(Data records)
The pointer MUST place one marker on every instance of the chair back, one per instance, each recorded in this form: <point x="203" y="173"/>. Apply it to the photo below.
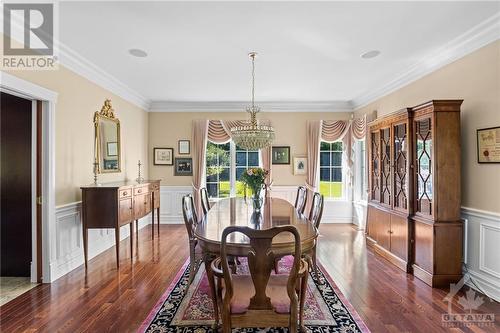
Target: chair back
<point x="189" y="213"/>
<point x="205" y="204"/>
<point x="316" y="209"/>
<point x="260" y="263"/>
<point x="301" y="200"/>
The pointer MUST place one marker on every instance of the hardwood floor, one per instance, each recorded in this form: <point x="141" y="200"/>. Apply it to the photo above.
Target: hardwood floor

*TASK DIRECTIONS:* Keep the pictures out and print all the records exactly as they are.

*ANSWER TO THE EXERCISE:*
The pointer MUST place one marker on every instance of the chair back, one per instance, each recorded in this form: <point x="203" y="173"/>. Apply it to the photo below.
Target: chair back
<point x="189" y="213"/>
<point x="205" y="204"/>
<point x="316" y="209"/>
<point x="260" y="263"/>
<point x="301" y="200"/>
The pointer MUST place one marker on every instance of the hardwood floor, one per instance, each recorded in this form: <point x="141" y="200"/>. Apply it to the photo above.
Target: hardwood floor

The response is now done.